[Natural language region descriptions]
==*==
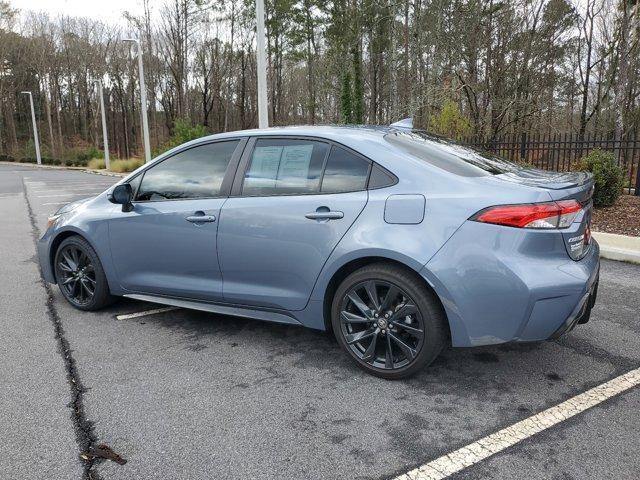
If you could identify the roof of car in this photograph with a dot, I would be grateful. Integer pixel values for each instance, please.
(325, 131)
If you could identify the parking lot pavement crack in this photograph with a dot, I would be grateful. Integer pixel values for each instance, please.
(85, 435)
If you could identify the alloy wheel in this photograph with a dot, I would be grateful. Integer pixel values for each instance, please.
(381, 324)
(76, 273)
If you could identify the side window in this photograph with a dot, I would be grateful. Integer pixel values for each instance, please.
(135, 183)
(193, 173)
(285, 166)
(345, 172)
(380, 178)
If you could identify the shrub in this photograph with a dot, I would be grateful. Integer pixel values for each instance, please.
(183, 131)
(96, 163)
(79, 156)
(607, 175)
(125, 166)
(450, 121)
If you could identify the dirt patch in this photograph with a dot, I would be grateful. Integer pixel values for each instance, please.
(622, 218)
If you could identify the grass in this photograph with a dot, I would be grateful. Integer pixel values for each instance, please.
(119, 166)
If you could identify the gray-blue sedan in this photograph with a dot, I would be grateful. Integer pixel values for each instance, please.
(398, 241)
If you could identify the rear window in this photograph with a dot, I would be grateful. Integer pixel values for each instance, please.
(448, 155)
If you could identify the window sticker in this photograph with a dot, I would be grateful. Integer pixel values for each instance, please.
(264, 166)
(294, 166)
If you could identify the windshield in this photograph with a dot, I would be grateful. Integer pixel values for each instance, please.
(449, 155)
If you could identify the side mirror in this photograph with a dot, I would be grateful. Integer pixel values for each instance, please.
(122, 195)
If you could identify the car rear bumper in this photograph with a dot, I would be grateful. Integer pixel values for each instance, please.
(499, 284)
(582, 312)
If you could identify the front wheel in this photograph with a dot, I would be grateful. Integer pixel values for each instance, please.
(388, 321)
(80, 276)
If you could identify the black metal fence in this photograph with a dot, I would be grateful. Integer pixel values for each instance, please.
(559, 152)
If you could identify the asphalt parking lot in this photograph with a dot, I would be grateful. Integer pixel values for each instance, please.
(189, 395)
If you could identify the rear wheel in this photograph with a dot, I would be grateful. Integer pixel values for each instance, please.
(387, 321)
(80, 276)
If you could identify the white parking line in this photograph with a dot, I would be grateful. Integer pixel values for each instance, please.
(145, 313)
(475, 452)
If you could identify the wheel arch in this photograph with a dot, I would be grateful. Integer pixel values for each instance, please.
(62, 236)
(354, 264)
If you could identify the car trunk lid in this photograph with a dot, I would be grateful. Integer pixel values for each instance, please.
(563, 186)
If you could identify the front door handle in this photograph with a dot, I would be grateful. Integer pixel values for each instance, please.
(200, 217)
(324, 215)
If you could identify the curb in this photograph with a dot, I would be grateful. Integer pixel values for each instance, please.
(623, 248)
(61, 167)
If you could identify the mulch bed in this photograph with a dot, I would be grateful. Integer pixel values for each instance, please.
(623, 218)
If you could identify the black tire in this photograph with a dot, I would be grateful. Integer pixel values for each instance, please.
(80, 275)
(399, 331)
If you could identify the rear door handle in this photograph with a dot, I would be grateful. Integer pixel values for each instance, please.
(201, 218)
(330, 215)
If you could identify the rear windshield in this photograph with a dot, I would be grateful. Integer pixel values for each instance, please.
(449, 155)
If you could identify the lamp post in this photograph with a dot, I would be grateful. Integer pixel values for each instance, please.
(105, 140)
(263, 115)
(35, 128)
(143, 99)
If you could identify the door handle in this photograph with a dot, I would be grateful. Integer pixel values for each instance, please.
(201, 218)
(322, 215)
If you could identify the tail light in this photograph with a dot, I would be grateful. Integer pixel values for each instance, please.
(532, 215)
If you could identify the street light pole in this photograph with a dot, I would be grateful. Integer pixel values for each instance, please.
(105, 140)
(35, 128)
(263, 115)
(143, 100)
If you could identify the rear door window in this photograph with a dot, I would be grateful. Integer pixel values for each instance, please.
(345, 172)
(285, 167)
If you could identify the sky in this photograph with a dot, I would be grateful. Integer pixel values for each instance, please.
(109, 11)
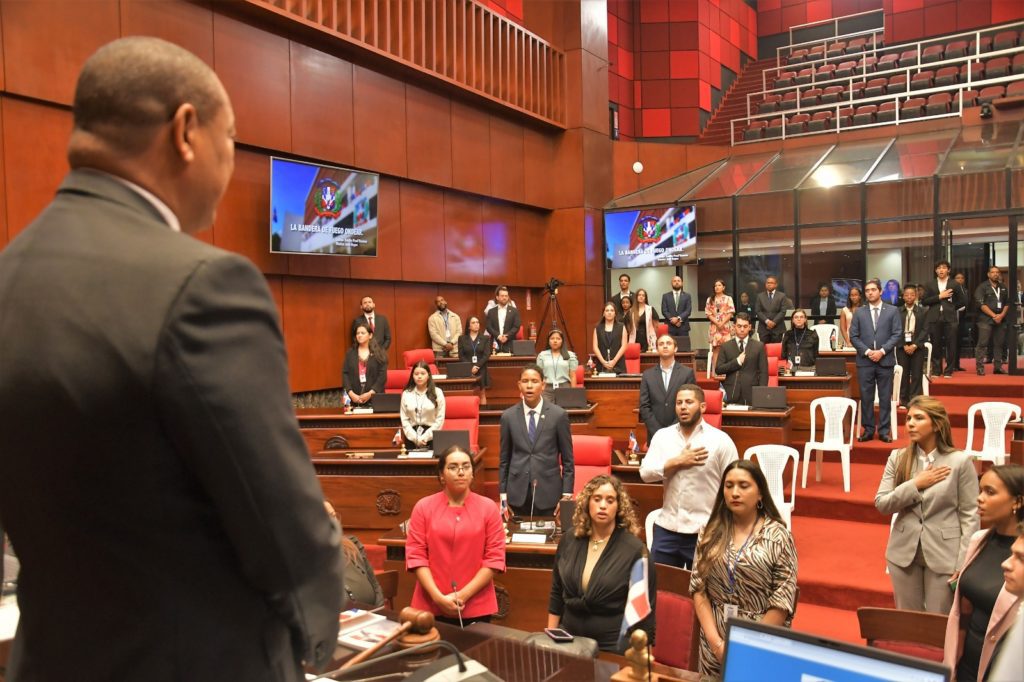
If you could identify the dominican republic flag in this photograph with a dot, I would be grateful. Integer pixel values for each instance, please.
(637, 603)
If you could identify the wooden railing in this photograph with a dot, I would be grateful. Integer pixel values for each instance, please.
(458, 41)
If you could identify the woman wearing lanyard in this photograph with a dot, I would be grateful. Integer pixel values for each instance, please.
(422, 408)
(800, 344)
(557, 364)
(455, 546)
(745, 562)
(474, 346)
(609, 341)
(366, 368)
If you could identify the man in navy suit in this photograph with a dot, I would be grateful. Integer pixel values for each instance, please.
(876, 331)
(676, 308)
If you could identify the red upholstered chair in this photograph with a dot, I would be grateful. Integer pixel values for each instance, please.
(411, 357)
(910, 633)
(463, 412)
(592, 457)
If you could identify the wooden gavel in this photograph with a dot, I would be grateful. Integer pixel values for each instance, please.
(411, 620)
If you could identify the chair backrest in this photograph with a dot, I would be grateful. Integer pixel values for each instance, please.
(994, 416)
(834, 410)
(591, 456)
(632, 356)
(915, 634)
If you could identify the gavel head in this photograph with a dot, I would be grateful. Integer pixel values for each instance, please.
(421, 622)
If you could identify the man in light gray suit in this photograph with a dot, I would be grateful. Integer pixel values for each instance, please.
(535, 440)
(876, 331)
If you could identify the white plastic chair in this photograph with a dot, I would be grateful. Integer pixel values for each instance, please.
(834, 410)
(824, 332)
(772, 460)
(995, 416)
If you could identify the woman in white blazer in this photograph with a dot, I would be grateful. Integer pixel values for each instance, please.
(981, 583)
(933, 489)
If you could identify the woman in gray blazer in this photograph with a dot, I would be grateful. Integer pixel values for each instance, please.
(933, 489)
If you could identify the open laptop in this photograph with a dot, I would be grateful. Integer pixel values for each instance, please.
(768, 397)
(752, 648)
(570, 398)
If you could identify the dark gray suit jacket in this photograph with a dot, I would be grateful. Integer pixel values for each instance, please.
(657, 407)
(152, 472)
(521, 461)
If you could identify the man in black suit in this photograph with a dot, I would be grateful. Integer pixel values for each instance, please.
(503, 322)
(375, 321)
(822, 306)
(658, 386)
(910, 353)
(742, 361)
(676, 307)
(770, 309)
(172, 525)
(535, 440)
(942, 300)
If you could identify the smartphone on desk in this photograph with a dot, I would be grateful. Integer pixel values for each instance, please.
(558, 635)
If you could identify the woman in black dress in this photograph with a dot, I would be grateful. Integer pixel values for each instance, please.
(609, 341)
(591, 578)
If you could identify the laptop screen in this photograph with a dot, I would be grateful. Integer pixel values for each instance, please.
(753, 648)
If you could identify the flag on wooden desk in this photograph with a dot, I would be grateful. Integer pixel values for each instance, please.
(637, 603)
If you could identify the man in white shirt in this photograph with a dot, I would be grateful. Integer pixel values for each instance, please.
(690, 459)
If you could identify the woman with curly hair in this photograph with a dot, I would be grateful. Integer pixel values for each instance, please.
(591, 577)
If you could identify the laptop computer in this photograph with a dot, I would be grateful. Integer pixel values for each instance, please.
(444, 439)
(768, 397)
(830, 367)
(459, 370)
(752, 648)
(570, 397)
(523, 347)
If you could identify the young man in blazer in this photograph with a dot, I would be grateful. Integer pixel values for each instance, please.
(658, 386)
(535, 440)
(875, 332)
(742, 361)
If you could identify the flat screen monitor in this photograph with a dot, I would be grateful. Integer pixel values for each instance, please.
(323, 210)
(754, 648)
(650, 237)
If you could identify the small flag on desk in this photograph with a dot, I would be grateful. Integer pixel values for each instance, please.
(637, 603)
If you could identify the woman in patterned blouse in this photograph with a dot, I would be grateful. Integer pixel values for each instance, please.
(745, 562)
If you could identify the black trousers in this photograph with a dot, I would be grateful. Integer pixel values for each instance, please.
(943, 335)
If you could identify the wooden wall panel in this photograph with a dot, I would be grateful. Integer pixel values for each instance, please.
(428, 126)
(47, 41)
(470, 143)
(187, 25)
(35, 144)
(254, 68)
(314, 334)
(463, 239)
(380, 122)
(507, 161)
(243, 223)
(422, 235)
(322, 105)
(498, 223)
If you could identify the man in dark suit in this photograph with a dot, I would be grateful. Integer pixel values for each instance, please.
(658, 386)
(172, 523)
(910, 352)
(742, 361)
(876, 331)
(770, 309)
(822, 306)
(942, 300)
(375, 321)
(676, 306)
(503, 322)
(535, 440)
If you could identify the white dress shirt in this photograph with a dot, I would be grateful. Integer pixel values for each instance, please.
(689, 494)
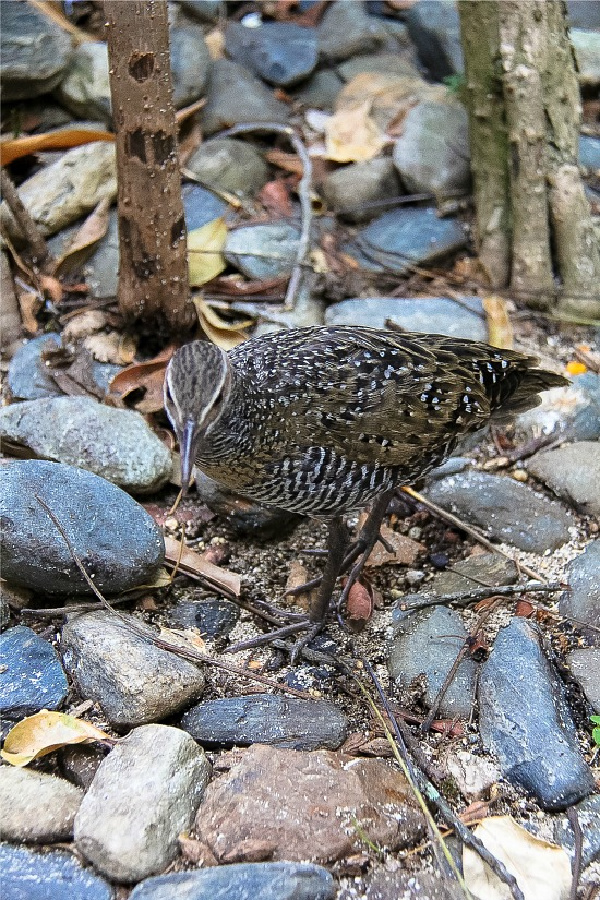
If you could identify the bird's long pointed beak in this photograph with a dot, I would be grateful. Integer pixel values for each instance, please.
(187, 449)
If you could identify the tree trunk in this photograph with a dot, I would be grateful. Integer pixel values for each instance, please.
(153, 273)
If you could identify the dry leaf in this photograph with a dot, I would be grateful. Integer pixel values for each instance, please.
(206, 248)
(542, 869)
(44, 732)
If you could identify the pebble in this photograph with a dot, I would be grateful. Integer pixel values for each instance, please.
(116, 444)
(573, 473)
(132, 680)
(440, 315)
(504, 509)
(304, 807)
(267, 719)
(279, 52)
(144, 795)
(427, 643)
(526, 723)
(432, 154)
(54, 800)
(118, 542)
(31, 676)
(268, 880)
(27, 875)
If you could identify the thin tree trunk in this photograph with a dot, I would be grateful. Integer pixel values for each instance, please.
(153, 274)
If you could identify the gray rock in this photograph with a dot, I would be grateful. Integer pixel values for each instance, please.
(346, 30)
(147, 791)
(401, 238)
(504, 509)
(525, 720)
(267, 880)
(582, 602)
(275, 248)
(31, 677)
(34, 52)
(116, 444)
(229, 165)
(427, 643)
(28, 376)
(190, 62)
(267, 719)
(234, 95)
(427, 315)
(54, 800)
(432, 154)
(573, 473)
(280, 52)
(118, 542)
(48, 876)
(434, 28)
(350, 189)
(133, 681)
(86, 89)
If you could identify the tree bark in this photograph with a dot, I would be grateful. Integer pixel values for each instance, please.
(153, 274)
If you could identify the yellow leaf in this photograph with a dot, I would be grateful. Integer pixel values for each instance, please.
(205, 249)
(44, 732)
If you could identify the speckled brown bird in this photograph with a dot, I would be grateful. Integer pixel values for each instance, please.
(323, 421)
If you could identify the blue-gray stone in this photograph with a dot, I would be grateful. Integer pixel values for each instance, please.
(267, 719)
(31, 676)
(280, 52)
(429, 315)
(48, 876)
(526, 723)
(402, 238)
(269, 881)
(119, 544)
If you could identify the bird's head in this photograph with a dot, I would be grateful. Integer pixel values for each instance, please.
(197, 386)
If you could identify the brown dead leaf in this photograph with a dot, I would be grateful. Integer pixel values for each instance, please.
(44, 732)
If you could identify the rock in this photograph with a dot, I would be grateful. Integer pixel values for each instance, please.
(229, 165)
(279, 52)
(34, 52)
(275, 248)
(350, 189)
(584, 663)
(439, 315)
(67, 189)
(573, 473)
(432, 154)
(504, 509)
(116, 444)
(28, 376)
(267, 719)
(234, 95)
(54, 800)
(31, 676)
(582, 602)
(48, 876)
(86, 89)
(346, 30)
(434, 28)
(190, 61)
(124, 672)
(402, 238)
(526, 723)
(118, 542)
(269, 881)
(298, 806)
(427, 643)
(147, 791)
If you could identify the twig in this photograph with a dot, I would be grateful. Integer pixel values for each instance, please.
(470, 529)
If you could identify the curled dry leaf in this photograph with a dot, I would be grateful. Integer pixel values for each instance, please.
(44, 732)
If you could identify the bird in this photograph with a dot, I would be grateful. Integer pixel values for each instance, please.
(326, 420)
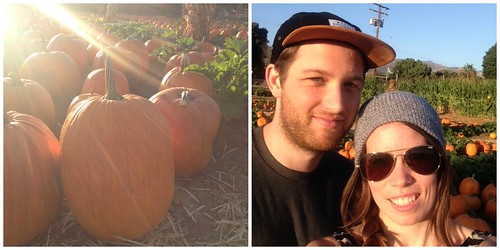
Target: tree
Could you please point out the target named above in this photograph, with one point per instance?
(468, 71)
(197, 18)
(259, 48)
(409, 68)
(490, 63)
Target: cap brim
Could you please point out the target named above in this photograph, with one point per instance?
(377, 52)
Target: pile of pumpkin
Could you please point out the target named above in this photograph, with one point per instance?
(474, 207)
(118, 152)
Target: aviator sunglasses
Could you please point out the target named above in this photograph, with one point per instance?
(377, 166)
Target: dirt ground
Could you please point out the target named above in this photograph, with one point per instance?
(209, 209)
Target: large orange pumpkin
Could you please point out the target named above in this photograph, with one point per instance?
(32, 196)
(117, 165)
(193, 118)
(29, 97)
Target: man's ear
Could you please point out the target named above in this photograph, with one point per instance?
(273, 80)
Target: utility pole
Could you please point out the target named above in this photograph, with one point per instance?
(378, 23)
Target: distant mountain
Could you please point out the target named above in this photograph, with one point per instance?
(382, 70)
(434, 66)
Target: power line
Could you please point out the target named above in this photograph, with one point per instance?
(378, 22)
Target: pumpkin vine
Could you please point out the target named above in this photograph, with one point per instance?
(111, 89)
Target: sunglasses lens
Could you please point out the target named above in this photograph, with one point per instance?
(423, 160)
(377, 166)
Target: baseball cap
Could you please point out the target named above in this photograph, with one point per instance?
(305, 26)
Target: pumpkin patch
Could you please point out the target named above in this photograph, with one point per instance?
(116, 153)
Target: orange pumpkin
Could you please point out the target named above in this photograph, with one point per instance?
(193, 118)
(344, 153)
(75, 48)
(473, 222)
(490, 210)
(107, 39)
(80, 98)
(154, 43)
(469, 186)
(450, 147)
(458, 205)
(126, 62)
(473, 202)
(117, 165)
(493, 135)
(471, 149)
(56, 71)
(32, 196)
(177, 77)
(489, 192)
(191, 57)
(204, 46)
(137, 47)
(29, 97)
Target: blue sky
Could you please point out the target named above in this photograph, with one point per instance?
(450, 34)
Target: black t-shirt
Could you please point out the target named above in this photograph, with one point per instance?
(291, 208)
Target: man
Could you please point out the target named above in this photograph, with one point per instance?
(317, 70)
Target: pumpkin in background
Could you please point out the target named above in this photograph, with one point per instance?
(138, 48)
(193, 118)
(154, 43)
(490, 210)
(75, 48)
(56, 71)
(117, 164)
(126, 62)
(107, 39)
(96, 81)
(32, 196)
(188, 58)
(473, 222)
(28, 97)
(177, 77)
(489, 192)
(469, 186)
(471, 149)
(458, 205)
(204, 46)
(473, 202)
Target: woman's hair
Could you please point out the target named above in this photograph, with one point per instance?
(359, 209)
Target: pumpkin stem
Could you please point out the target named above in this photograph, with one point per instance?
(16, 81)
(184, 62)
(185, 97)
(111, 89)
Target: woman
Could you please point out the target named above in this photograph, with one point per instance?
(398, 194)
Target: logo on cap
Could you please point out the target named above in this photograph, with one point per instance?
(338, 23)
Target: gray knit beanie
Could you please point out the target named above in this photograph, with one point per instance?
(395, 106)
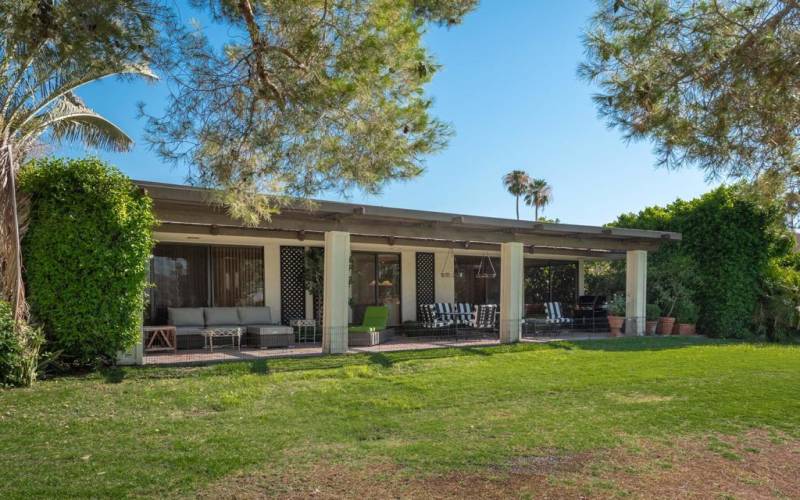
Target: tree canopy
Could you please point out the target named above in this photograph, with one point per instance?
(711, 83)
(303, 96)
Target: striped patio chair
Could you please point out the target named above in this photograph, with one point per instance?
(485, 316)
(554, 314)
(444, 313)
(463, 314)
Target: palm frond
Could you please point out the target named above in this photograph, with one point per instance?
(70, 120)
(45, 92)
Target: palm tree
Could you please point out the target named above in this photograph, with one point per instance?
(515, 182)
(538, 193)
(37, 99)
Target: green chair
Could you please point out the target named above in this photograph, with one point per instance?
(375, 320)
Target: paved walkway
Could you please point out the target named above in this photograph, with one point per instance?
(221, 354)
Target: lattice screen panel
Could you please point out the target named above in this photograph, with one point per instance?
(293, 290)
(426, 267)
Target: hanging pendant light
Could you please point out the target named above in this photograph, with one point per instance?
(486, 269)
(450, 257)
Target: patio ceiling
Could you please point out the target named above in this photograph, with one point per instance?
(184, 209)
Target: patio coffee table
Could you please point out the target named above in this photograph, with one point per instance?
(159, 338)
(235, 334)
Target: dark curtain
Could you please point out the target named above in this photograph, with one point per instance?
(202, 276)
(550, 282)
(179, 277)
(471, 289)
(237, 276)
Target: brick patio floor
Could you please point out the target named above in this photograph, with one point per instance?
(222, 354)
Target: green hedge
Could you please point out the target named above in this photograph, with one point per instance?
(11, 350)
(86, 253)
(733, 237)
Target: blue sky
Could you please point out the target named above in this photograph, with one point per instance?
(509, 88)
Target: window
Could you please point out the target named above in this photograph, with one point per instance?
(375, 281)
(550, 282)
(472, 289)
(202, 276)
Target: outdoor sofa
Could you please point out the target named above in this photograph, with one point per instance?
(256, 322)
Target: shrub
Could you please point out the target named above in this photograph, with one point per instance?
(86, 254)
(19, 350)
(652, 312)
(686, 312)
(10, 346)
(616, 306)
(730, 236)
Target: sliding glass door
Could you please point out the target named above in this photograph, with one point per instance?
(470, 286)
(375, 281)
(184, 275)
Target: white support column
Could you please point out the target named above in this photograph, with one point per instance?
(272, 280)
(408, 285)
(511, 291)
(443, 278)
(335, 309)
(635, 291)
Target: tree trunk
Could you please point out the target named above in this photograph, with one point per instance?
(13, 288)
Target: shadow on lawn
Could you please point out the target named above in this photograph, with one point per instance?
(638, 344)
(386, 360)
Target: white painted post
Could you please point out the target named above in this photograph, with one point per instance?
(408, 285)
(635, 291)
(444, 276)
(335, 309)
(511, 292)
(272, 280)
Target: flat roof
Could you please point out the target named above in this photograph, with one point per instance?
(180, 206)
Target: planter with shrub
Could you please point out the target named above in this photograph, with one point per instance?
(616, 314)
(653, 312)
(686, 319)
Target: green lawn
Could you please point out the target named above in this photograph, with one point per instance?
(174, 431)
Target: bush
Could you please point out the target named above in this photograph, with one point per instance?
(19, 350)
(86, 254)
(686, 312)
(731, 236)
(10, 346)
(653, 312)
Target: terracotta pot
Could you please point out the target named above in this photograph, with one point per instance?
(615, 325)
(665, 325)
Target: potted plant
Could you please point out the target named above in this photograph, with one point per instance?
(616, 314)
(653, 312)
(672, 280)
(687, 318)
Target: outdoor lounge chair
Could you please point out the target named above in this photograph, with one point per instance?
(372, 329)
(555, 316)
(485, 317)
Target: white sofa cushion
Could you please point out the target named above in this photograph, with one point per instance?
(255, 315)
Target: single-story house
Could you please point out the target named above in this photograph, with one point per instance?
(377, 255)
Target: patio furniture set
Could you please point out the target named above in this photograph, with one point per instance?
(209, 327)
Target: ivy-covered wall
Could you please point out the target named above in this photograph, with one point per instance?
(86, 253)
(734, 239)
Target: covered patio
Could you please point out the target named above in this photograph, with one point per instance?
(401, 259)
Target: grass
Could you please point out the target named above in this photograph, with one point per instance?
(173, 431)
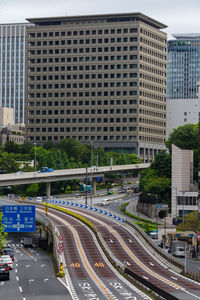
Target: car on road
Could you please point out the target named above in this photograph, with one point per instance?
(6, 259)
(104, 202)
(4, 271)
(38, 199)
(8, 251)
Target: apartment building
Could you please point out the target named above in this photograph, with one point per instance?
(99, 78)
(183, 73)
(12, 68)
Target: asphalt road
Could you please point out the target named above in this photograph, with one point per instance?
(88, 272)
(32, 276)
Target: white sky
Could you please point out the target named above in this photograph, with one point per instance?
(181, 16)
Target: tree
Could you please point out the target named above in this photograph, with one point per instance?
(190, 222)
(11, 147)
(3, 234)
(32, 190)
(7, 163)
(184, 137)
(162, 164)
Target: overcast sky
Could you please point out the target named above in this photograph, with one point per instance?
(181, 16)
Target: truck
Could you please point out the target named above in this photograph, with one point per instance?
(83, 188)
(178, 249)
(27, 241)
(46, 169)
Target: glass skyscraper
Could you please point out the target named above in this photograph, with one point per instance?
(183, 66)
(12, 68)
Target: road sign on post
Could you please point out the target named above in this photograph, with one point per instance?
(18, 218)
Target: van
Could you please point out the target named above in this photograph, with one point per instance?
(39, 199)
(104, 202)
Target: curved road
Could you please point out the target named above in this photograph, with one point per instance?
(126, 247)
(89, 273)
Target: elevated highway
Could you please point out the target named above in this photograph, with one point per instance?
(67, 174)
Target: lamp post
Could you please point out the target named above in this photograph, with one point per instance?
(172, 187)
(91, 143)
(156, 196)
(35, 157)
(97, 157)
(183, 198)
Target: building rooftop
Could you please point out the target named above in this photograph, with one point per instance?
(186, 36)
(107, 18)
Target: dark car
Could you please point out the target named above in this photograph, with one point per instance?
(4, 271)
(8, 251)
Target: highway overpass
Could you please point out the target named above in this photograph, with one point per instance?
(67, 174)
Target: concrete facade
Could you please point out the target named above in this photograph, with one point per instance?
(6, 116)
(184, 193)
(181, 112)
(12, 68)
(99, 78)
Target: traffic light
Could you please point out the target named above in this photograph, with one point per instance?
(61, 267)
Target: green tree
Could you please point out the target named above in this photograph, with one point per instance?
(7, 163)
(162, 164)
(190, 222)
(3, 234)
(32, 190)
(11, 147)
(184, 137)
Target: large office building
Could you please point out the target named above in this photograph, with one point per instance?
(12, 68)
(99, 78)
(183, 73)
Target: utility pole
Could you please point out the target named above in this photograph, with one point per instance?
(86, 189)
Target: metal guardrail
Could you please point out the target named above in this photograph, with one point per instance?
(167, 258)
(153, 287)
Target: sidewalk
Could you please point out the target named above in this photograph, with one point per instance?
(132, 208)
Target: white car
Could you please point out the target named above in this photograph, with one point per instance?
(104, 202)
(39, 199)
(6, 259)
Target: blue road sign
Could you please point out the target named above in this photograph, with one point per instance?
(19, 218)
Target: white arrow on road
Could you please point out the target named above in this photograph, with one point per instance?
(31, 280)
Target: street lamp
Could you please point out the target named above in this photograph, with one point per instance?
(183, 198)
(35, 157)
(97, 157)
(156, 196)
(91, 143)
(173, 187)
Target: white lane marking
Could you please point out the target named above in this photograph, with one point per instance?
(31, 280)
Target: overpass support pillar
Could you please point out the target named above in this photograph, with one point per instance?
==*==
▶ EXERCISE INSTRUCTIONS
Every line of the records containing the word "road" must appear in the answer.

▶ EXPECTED OUTPUT
Target: car on road
Target: asphalt road
Target: road sign on post
Target: curved road
Target: blue road sign
Target: white arrow on road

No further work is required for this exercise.